Can you copy out every line from the one containing "# test: mark the water" down to the last line, with both ends included?

Lines from a pointing dataset:

(begin)

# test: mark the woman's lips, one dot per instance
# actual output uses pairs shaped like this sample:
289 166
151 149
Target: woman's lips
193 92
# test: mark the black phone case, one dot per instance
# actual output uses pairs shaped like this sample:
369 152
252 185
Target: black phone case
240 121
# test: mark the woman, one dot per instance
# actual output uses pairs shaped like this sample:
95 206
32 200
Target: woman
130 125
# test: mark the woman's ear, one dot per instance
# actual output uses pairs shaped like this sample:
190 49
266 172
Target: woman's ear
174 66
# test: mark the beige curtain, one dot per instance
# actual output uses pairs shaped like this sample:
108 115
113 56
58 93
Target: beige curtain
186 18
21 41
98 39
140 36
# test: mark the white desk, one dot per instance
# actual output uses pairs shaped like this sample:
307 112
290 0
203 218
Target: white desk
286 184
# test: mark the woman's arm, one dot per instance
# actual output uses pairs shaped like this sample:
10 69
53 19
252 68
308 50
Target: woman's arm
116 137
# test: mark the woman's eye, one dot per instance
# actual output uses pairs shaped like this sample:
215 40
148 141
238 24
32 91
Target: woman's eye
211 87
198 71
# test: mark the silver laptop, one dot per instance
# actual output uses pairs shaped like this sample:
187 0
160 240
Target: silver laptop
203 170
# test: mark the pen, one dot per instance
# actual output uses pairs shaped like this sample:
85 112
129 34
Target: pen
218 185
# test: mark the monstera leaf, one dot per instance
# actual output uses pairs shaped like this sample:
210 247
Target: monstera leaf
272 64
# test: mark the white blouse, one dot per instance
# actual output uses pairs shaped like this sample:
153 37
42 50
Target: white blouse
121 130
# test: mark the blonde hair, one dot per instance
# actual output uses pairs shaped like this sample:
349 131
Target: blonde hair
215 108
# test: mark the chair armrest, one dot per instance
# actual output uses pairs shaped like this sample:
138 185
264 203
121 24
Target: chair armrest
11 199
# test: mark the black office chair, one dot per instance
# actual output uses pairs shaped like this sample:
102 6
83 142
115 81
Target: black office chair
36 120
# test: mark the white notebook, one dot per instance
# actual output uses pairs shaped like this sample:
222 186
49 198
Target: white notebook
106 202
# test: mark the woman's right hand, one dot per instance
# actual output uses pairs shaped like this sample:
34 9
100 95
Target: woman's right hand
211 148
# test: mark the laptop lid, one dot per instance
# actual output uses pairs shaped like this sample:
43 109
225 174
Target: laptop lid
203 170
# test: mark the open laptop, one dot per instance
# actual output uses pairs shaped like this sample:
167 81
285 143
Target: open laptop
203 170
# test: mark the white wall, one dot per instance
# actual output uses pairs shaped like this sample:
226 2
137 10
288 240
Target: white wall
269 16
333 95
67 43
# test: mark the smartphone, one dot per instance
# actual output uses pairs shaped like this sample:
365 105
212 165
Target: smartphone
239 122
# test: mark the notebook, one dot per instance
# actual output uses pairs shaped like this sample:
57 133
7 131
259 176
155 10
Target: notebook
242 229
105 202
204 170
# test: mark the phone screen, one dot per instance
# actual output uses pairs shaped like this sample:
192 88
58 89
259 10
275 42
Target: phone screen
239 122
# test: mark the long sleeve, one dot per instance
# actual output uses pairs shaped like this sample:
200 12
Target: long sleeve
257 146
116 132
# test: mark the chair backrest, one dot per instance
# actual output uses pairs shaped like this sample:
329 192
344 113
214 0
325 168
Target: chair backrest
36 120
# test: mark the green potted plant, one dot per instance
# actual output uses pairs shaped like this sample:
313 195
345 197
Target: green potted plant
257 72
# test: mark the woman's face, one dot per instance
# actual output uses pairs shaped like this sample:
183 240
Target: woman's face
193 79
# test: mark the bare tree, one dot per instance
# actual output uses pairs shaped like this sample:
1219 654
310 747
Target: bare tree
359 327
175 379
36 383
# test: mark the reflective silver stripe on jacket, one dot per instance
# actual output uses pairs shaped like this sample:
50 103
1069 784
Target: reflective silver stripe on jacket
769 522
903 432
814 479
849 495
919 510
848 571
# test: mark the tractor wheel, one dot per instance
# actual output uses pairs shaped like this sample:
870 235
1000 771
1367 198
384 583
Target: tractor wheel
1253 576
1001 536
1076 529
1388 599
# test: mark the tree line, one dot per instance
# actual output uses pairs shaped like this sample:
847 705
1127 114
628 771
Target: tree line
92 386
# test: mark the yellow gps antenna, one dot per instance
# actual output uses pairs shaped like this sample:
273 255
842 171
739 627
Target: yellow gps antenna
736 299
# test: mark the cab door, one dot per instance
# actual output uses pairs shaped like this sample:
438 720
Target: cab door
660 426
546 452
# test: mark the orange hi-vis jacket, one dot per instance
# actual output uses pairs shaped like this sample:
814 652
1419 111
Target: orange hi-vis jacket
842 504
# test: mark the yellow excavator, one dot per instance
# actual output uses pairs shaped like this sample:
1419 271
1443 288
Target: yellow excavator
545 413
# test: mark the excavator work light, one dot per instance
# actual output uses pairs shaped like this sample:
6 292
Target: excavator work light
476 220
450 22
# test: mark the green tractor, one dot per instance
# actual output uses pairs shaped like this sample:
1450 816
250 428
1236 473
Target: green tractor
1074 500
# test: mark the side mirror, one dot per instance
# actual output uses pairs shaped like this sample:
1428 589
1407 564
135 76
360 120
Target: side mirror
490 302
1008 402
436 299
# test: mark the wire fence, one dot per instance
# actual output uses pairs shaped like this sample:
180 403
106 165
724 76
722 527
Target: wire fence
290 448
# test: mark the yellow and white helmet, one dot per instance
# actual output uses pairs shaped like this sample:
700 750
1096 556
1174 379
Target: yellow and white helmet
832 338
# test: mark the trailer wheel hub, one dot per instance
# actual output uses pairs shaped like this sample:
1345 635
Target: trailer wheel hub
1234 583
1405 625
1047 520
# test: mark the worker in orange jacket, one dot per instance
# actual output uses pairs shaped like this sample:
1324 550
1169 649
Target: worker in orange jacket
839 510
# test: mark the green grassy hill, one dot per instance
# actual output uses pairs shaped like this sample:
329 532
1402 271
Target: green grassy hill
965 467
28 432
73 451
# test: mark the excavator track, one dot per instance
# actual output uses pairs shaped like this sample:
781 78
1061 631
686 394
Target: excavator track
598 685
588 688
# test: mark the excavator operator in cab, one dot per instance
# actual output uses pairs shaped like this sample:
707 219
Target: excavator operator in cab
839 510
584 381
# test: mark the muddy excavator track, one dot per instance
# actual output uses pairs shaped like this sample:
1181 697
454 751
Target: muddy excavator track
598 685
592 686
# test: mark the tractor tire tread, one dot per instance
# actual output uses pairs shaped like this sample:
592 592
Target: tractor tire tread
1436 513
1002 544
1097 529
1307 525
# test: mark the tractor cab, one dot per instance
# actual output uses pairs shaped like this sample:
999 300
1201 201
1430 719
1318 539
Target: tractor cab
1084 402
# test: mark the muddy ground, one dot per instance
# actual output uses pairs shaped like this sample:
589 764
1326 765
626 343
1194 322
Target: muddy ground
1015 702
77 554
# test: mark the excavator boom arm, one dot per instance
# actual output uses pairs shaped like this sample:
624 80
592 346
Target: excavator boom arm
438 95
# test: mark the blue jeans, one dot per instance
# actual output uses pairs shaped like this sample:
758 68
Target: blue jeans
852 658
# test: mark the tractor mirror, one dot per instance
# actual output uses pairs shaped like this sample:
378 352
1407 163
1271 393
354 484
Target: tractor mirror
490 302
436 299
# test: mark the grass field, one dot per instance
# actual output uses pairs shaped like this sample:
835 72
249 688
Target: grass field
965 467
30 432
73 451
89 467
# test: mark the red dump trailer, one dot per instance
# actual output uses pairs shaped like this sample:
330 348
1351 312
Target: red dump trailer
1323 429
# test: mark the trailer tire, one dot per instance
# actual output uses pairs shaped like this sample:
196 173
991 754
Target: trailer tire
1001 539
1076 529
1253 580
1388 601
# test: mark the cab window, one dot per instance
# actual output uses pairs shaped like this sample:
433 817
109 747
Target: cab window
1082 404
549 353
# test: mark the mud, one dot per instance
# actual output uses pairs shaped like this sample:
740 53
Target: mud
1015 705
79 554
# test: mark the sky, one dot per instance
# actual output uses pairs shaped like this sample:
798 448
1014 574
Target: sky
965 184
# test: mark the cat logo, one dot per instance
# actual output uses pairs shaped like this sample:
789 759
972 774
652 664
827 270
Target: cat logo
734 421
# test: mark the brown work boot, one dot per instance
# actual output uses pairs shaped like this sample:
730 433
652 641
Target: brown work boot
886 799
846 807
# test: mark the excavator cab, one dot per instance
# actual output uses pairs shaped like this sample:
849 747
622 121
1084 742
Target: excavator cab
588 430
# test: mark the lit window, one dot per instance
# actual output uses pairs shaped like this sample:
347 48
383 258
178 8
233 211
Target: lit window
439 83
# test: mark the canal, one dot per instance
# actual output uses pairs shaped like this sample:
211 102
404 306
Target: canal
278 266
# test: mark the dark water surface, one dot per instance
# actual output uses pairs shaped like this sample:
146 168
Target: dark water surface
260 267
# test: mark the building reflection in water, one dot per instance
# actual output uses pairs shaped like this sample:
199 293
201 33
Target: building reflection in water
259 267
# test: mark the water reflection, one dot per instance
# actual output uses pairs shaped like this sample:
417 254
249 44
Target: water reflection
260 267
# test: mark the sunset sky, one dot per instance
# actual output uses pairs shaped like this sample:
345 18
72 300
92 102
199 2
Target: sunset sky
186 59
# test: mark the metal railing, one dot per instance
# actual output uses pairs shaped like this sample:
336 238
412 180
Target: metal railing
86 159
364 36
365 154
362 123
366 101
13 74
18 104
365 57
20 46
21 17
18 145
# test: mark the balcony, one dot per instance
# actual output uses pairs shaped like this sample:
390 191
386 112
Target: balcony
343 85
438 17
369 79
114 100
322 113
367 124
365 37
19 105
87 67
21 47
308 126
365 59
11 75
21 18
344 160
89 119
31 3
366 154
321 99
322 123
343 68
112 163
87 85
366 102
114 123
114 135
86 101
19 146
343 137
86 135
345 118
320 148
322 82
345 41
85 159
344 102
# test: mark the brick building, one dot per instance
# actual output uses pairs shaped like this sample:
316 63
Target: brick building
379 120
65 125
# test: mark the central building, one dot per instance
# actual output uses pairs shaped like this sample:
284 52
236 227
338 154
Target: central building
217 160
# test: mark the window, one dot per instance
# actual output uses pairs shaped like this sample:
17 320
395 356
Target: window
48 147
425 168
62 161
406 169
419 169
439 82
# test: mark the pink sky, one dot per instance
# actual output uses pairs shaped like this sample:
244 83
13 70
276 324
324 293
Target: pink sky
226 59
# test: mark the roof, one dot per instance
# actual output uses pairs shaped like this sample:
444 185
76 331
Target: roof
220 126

(end)

● FULL SOLUTION
# test: mark the water reflection, one dot per instance
# actual output uses pairs shaped like this sample:
417 254
249 44
Target: water reflection
260 267
# test: mark the sunset sky, one dot per instance
# actual output uses pairs shaped like this sample:
345 18
72 300
92 102
199 2
Target: sunset sky
186 59
# test: mark the metal railing, one dot per instance
# actual output uses pairs shaped like this sample:
336 238
412 180
Target: metal railing
86 159
364 36
365 154
362 123
366 101
13 74
18 104
365 57
20 46
21 17
18 145
# test: mark the balcony, one dot per instance
# actual output uses pairs shaped like this sample:
390 191
386 112
Target: balcony
343 85
438 17
369 79
114 100
322 113
367 124
365 37
19 105
87 67
21 47
308 126
365 59
11 75
21 18
344 160
89 119
31 3
366 154
321 99
322 123
343 68
112 163
87 85
366 102
114 123
114 135
86 101
19 146
343 137
86 135
345 118
320 148
322 82
345 41
85 159
344 102
# test: mark the brick building, one dot per instance
# actual output uses pairs shaped like this sample:
316 63
Target: brick building
379 120
65 125
# test: mark the central building, one dot per instance
# actual output uses pairs shaped like this sample:
284 52
236 227
338 154
Target: central building
217 160
# test: mark the window, one dot per instance
# actual output uses pairs shaped like this sample:
17 320
395 356
Target: window
48 147
425 168
62 161
406 169
419 169
439 82
# test: mark the pink sky, one dot per instance
# actual output uses pairs shaped like this sample:
244 83
13 70
276 324
324 293
Target: pink sky
226 59
# test: mark the roof, one dot per instance
# actual output uses pairs shaped like this sample:
444 185
76 331
Target: roof
220 126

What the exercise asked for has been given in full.